The rest of this paper is organized as follows. Section 2 discusses the related work. The celebrity web image-text dataset is introduced in Section 3, followed by our proposed data-driven reranking retrieval framework in Section 4. Experiments are presented and analyzed in Section 5. Finally, we conclude the paper in Section 6.

Given a query image, near-duplicate image retrieval aims to find all images that are identified as essentially the same by human subjects. Near-duplicate image retrieval has been intensively addressed and researched in the last decade, partly attributed to the emergence of TRECVID benchmark for multimedia search. Researchers in this community often conduct their work in different application perspectives, typically including copyright protection, CBIR [12], and lately object or pattern recognition [13]. Generally, existing near-duplicate image retrieval methods make use of some global or local statistics of low-level features extracted from the query and database images. They often concatenate the (statistics of local) features into a single vector or matrix and use it as the image representation for similarity evaluation. Hence, we can largely categorize these methods into two groups, that is, the global feature based and the local feature based ones, which are overviewed separately as follows.

• _DATA PROVIDED_
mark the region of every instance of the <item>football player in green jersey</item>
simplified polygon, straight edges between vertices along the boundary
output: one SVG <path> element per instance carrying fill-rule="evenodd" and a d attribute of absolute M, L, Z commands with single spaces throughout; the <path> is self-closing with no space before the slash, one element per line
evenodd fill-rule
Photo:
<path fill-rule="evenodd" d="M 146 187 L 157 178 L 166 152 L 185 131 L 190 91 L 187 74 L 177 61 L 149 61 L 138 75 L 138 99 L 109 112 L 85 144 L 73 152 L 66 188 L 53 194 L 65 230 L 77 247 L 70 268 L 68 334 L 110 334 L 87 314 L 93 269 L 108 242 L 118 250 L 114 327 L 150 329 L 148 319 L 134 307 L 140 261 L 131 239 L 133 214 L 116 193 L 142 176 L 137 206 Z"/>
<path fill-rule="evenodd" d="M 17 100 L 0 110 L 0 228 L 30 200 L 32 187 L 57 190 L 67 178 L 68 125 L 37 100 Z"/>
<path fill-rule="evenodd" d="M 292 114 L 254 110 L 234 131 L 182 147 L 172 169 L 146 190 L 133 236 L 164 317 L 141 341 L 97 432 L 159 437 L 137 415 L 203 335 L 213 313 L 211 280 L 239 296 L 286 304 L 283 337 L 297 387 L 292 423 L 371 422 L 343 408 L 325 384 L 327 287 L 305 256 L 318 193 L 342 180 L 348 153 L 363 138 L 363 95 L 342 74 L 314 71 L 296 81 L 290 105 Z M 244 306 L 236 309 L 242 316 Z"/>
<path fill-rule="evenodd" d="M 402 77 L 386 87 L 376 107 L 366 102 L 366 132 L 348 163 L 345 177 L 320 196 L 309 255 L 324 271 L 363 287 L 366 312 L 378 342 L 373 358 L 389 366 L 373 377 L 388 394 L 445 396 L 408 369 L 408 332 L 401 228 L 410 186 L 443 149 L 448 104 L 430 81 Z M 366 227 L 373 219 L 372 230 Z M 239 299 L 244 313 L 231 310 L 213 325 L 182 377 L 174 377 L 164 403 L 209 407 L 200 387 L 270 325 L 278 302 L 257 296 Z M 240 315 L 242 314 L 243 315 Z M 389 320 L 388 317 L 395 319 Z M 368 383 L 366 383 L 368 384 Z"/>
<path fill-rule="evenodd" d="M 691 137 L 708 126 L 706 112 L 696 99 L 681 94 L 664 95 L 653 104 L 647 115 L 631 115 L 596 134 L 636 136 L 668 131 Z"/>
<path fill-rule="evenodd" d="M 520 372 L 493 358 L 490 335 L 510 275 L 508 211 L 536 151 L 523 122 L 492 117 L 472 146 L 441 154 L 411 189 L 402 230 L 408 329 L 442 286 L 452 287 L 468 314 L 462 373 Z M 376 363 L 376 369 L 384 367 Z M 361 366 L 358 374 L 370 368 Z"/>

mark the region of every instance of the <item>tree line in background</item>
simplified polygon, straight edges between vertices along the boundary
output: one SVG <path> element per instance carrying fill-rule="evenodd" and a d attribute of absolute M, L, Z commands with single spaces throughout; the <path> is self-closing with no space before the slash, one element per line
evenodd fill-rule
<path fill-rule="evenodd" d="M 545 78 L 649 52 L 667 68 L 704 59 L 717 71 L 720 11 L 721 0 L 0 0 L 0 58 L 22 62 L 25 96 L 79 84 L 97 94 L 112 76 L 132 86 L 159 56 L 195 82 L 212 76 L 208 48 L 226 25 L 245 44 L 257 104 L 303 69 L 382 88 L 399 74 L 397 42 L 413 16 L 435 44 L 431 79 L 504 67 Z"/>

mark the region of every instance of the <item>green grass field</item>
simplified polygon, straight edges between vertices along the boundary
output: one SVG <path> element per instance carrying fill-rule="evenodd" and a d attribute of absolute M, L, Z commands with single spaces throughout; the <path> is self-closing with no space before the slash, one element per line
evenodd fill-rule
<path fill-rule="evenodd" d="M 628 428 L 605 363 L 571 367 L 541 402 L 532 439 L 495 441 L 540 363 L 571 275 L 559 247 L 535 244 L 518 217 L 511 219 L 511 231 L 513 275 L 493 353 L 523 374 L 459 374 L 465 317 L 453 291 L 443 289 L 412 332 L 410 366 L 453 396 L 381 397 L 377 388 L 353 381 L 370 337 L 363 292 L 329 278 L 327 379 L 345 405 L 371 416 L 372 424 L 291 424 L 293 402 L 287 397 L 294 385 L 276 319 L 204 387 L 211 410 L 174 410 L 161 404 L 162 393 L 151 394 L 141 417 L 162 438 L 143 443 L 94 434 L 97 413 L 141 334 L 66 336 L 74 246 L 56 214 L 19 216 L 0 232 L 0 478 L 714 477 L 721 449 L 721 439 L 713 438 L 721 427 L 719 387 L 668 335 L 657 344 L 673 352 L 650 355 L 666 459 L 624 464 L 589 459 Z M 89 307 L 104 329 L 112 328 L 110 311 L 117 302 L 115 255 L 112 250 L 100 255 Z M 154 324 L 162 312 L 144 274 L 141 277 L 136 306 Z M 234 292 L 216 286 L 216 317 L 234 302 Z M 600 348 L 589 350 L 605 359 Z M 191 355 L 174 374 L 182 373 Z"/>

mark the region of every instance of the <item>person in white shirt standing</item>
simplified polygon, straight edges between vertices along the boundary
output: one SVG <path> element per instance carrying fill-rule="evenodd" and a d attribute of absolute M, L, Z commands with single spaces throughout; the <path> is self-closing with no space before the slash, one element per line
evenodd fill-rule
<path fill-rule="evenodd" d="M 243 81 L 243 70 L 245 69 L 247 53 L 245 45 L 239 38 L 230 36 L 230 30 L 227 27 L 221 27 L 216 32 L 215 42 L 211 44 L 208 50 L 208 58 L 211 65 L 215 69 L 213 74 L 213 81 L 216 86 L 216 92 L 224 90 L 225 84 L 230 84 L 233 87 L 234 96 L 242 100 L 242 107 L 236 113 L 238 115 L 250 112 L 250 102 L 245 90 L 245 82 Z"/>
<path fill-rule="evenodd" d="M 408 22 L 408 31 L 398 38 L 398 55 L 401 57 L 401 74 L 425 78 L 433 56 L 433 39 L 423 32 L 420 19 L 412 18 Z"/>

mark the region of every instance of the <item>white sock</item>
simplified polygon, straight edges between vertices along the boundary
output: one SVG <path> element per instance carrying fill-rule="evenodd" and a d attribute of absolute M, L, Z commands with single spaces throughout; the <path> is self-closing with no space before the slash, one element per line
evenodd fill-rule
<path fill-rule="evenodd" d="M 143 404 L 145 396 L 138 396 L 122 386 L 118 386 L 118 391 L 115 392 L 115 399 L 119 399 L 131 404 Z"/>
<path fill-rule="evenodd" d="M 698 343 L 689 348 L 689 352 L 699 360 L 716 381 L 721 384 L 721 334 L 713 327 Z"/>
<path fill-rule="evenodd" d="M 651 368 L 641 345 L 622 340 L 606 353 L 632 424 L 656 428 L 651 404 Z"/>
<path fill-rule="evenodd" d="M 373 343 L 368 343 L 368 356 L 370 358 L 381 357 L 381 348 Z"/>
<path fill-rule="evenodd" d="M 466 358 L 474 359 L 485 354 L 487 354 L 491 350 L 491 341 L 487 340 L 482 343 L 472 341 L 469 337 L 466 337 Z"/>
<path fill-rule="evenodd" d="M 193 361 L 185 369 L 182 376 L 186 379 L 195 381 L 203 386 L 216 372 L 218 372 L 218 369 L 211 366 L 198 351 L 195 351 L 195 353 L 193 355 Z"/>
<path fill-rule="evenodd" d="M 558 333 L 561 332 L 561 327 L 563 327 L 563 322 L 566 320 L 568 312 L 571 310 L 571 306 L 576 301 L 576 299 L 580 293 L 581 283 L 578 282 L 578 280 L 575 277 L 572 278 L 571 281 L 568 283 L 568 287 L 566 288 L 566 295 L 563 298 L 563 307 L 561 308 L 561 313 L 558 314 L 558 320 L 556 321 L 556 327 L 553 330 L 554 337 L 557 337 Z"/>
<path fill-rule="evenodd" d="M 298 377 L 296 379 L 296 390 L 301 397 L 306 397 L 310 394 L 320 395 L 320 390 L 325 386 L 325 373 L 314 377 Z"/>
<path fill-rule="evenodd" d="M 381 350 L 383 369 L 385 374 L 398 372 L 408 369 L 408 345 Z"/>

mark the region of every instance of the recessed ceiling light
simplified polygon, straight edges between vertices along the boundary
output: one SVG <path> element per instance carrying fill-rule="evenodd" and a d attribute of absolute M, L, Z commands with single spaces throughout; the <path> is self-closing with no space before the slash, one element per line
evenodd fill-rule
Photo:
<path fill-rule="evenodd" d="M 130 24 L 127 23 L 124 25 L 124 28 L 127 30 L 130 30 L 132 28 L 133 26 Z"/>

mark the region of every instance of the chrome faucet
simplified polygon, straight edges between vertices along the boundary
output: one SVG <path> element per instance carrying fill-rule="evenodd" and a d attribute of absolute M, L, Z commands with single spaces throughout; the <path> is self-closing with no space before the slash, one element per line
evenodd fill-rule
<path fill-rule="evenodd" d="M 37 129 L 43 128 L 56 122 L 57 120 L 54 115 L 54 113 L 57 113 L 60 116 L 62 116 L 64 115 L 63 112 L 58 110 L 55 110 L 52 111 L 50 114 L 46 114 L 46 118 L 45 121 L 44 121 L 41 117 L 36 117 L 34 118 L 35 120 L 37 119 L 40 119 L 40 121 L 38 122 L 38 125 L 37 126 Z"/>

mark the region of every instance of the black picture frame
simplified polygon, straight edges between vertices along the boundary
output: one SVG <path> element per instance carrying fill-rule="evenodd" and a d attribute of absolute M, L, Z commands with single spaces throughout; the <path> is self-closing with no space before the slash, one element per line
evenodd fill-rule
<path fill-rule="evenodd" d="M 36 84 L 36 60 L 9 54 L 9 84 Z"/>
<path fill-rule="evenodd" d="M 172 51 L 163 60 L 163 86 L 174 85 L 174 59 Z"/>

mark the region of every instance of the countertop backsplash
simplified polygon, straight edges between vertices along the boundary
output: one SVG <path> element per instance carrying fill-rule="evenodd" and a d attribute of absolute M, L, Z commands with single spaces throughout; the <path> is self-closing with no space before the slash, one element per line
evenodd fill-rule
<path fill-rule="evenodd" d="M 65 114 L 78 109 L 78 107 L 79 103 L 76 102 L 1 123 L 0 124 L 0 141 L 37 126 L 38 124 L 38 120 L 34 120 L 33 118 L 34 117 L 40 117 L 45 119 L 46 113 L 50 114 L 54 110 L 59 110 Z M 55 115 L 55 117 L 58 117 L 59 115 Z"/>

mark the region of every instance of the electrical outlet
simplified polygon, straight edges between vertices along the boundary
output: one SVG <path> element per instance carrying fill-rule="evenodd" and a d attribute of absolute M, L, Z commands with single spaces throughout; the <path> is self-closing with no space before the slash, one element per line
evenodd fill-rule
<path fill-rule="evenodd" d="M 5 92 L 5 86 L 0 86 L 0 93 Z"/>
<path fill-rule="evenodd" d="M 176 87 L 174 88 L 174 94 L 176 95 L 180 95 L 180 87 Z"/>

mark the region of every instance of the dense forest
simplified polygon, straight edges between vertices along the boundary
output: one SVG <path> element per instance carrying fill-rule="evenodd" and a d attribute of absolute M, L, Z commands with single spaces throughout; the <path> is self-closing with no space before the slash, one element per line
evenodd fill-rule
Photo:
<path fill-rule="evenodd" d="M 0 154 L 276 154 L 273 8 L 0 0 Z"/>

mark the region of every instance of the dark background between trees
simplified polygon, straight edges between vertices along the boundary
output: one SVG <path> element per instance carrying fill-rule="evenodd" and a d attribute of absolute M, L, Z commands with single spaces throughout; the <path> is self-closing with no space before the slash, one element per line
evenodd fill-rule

• _EXERCISE TASK A_
Reproduce the passage of the near-duplicate image retrieval text from "The rest of" up to and including "in Section 6.".
• _EXERCISE TASK B_
According to the near-duplicate image retrieval text, the emergence of which benchmark partly explains why this problem drew so much research in the last decade?

• _WORKED ANSWER A_
The rest of this paper is organized as follows. Section 2 discusses the related work. The celebrity web image-text dataset is introduced in Section 3, followed by our proposed data-driven reranking retrieval framework in Section 4. Experiments are presented and analyzed in Section 5. Finally, we conclude the paper in Section 6.

• _WORKED ANSWER B_
The TRECVID benchmark for multimedia search.